**What you will do**
Once you find the line that contains "Identify and localize", transcribe it and each line after it through the end of the listing, exactly as written.
=-=-=
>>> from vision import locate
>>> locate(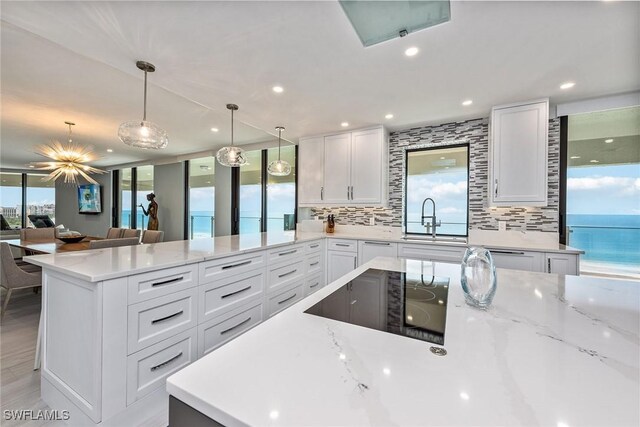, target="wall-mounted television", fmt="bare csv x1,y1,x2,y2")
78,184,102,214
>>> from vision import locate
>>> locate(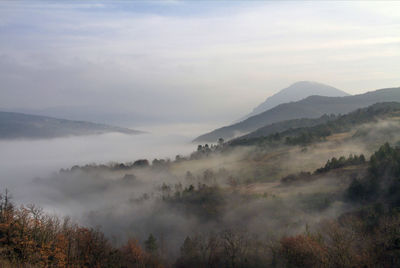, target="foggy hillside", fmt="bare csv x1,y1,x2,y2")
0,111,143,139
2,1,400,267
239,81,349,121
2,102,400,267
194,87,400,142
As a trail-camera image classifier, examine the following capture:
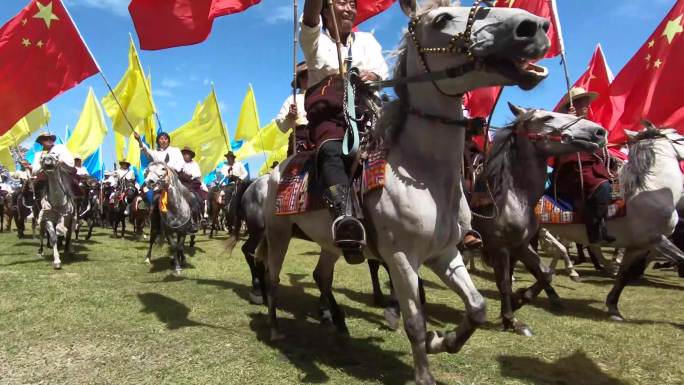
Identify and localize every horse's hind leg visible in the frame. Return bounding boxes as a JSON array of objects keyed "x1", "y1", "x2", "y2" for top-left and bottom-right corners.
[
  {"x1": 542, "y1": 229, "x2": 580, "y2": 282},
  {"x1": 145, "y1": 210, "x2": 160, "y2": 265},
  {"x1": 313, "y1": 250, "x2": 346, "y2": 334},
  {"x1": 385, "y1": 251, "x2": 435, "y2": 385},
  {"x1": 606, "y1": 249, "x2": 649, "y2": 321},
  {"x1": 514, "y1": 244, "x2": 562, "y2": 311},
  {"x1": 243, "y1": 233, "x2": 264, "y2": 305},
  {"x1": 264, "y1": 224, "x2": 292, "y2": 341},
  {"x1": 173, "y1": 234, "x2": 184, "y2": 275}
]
=-=-=
**Answer area**
Identify and localize every horse's hind leg visible in the frame. Return bounding boxes as a JSON array of objects keyed "x1", "y1", "x2", "y2" for top-left and bottom-right corners.
[
  {"x1": 542, "y1": 229, "x2": 580, "y2": 282},
  {"x1": 145, "y1": 210, "x2": 160, "y2": 265},
  {"x1": 313, "y1": 250, "x2": 346, "y2": 334},
  {"x1": 385, "y1": 251, "x2": 435, "y2": 385},
  {"x1": 606, "y1": 249, "x2": 649, "y2": 321},
  {"x1": 514, "y1": 244, "x2": 562, "y2": 311},
  {"x1": 243, "y1": 233, "x2": 264, "y2": 305},
  {"x1": 264, "y1": 224, "x2": 292, "y2": 341},
  {"x1": 173, "y1": 234, "x2": 184, "y2": 275}
]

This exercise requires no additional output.